*** Opening of Selected excerpt ***
Inviting our children to trust in the Lord. Guest column by Stephanie Christianson
Before I became a mom, I associated motherhood with newborn snuggles, teeny-tiny baby clothes and sleepless nights. Months into my motherhood journey, I now add discipleship to this growing list.
Last year, as a faculty member at Horizon College and Seminary, I was completing typical faculty tasks –prepping a lecture on inter-generational trauma among Russian Mennonites and editing syllabi. For me, these academic endeavours were an expression of my discipleship – how I was following Jesus and coming alongside my students to help them do the same.
These days, I read my baby son The Very Cranky Bear by Nick Bland, and sing him little ditties I compose. I rejoice when he learns something new like rolling over. Did I leave discipleship at the door of my 12-month maternity leave? Or could these moments also be an expression of my discipleship?
As a certified theology nerd, I have been thinking about the calling of motherhood theologically. I’ve been examining what I think about God and how I want to live that out in the context of my relationship with my son.
Being a mom is shaping both how I disciple and how I am discipled.
During this season I have come to see my son as my main disciple. Granted, he is only months old, and it makes sense to wonder if it is even possible to disciple an infant.
I think it is not only possible, but necessary.
Being a mom is shaping both how I disciple and how I am discipled.
My husband and I read my son a story from The Toddler Bible each night. Right now, I don’t have to answer his "why" questions, but I am bracing for them, internally gritting my theological teeth when I read him the story of the ten plagues in Egypt or Jesus being tested in the wilderness. How will I explain these things once he is old enough to ask questions?
I firmly believe no question is out of bounds. This must include questions from inquisitive children trying to make sense of the beautiful yet complex tapestry of Scripture and the world around them.
We also pray with our son before bed. Some prayers are natural – we thank God Grandma could come visit and ask for a good sleep (please, Lord!). Some are more difficult – How do I pray with my boy about the war in Ukraine when I don’t even want him to know war exists?
Yet, I am convinced of the need to model for him what it means to come before God’s throne with our hearts laid bare, even if he can’t understand these words yet.
Being a mom has also shaped my own discipleship journey, now marked by a sort of trust I’ve never had to practise before – trusting God to keep us safe during the pandemic, trusting God I would carry my baby to term, trusting God my baby would be born healthy, trusting God through his many firsts that are so thrilling yet scary for me.
Most of all I have had to trust God that my son will come to know Him. When I’m up with my baby in the middle of the night I pray my son will walk with Jesus all the days of his life and that, even now, before I can communicate with him using words, somehow he and Jesus are getting to know each other.
There has also been a new awareness of the YouTube videos I watch, the music I listen to, the words I speak. Being a mom to an infant is essentially having a shadow always with me and, increasingly, always watching me. How do we model a godly marriage for him? How do I speak of others around him? What are my entertainment habits? How do I respond to life’s unexpected curveballs?
I want to point him to Jesus, and of course, I’ve already failed. But I pray my son will be able to "follow my example as I follow the example of Christ" (1 Corinthians 11:1).
In a way my son is discipling me, or at least spurring me on in my discipleship journey.
As he grows I will, to paraphrase Deuteronomy 4:9, "watch myself closely so that I do not forget the things my eyes have seen or let them slip from my heart as long as I live. I will teach them to my child and to his children after him."
My son needs me to feed him, keep him warm and cherish him. He also needs me to invite him to "come and see" what Jesus has done, is doing and will do. And that, I believe, is my greatest joy and responsibility as a mom.
Stephanie Christianson is adjunct faculty advisor and an instructor at Horizon College and Seminary in Saskatoon, Sask., (currently on maternity leave). She equally recommends Miroslav Volf’s Exclusion and Embrace and Sandra Boynton’s Pajama Time!
*** Close of Selected excerpt ***
Work request: Could you copy word for word the stretch of the column on motherhood and discipleship from "I firmly believe" through "know war exists?"?
*** Opening of Supplied data ***
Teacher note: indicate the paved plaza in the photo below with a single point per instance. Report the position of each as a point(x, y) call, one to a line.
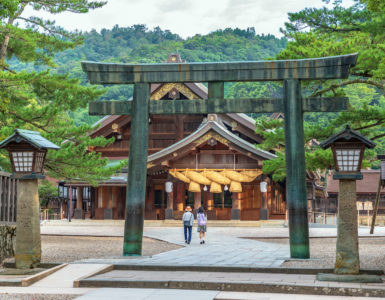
point(225, 247)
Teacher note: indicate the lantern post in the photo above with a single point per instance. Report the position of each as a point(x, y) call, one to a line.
point(348, 149)
point(381, 183)
point(27, 152)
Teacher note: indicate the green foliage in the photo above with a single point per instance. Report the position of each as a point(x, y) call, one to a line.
point(46, 191)
point(138, 44)
point(327, 32)
point(41, 98)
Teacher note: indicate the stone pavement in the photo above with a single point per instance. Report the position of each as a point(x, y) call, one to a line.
point(146, 294)
point(222, 249)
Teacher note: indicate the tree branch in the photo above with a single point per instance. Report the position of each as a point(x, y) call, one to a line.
point(354, 81)
point(379, 122)
point(378, 136)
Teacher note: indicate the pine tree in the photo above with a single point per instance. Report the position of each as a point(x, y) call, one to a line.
point(327, 32)
point(42, 100)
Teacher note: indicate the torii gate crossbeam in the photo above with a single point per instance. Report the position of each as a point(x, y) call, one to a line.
point(291, 72)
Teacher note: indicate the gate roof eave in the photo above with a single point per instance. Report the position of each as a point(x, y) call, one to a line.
point(331, 67)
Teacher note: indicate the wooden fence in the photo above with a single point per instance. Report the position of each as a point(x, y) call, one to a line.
point(8, 198)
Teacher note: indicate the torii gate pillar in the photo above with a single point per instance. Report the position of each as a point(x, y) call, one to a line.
point(291, 72)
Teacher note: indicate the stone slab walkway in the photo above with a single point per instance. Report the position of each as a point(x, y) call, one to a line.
point(221, 249)
point(146, 294)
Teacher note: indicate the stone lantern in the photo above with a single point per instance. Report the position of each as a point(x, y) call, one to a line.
point(348, 149)
point(27, 151)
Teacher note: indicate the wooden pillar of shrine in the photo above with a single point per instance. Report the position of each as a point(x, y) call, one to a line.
point(137, 171)
point(236, 207)
point(197, 202)
point(78, 212)
point(180, 195)
point(169, 213)
point(295, 170)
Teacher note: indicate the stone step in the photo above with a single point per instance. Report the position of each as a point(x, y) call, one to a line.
point(245, 282)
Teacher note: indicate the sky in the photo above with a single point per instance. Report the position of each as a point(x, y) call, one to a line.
point(188, 17)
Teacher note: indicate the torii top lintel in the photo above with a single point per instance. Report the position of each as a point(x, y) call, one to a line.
point(332, 67)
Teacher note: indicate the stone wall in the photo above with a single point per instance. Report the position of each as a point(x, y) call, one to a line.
point(7, 241)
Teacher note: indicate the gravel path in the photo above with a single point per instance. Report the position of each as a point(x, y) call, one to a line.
point(60, 249)
point(323, 251)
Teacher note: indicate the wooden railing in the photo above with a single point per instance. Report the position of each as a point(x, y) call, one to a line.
point(8, 198)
*** Close of Supplied data ***
Finished task:
I firmly believe no question is out of bounds. This must include questions from inquisitive children trying to make sense of the beautiful yet complex tapestry of Scripture and the world around them.
We also pray with our son before bed. Some prayers are natural – we thank God Grandma could come visit and ask for a good sleep (please, Lord!). Some are more difficult – How do I pray with my boy about the war in Ukraine when I don’t even want him to know war exists?